### [Stated exercise A]
According to the article about El Salvador's new currency, how many U.S. pennies were part of the change that was shipped?
### [Stated exercise B]
From the article on El Salvador's switch to the dollar, copy the passage between "Color My Money" and "but importing greenbacks.", inclusive.
### [Stated exercise C]
Write what comes next in the article on El Salvador replacing the colon with the dollar, picking up after its final sentence.

begin Given text

Color My Money Green
El Salvador's new currency arrived by ship and plane. Exactly $176 million in fresh, green stacks of Washingtons, Lincolns, Hamiltons, Jacksons, Grants and Franklins was flown in from the United States on five jets. The change--$24 million, including 144 million U.S. pennies--was withdrawn from five Federal Reserve banks and shipped in 40 containers on five freighters. The shipments--the first of many--weighed more than 40 elephants. "In 24 hours you can have $50 million delivered to your front door if you have good contacts with the banks," explains Rafael Barraza, head of El Salvador's newly diminished central bank. On Jan. 1, the government began replacing his country's currency, the colon, with the American dollar. As a result, Barraza's job is no longer controlling the colon but importing greenbacks.

end Given text
begin Data provided

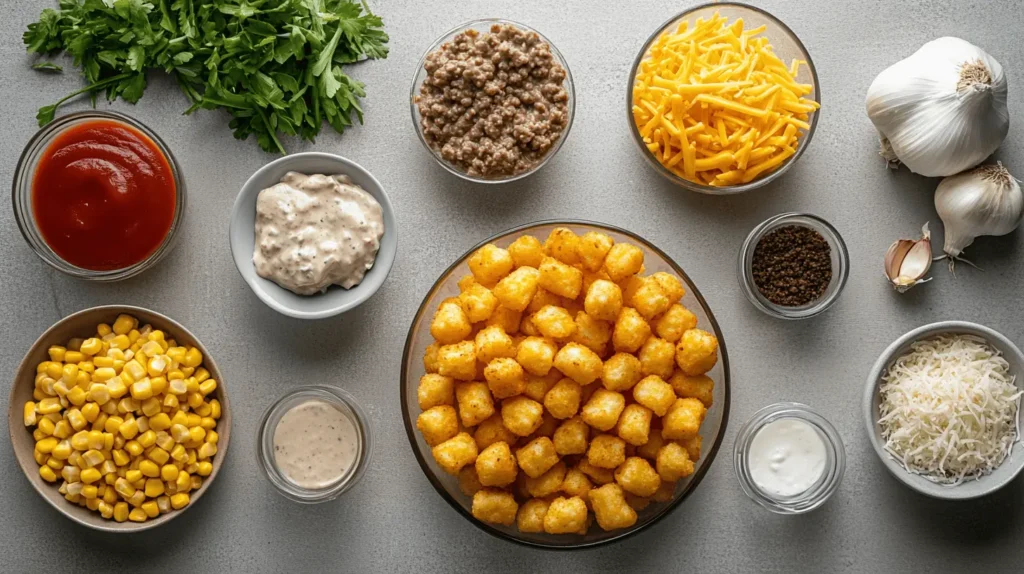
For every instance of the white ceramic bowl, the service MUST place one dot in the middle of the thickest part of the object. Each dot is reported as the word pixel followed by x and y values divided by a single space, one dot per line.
pixel 242 233
pixel 971 488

end Data provided

### [Task result A]
144 million U.S. pennies.

### [Task result B]
Color My Money Green
El Salvador's new currency arrived by ship and plane. Exactly $176 million in fresh, green stacks of Washingtons, Lincolns, Hamiltons, Jacksons, Grants and Franklins was flown in from the United States on five jets. The change--$24 million, including 144 million U.S. pennies--was withdrawn from five Federal Reserve banks and shipped in 40 containers on five freighters. The shipments--the first of many--weighed more than 40 elephants. "In 24 hours you can have $50 million delivered to your front door if you have good contacts with the banks," explains Rafael Barraza, head of El Salvador's newly diminished central bank. On Jan. 1, the government began replacing his country's currency, the colon, with the American dollar. As a result, Barraza's job is no longer controlling the colon but importing greenbacks.

### [Task result C]
These days Federal Reserve chairman Alan Greenspan makes policy not only for the United States but for a growing swath of Latin America as well. Ecuador, facing a crisis of hyperinflation, replaced the sucre with the dollar last year. Guatemala passed a law in December allowing free circulation of dollars alongside the national currency--something already allowed in Peru and Bolivia. Honduras, Nicaragua and Costa Rica are discussing switching to the dollar. The idea of "dollarization" has been mulled over even in Mexico, where nationalist fear of domination by the United States runs particularly hot.
For now, all eyes are on El Salvador's grand experiment, which overnight converted bank accounts to dollars and reprogrammed automated-teller machines to dispense only dollars. Schools are teaching the 8.75-to-1 colon-to-dollar conversion tables so kids will learn how to think in dollars. With the slogan "Monetary integration: Good for you, good for the country," the greenback is hyped by the neoliberal government of President Francisco Flores as the future of prosperity, a boon for the middle class, even the antidote to the devastating earthquakes that struck this month and last.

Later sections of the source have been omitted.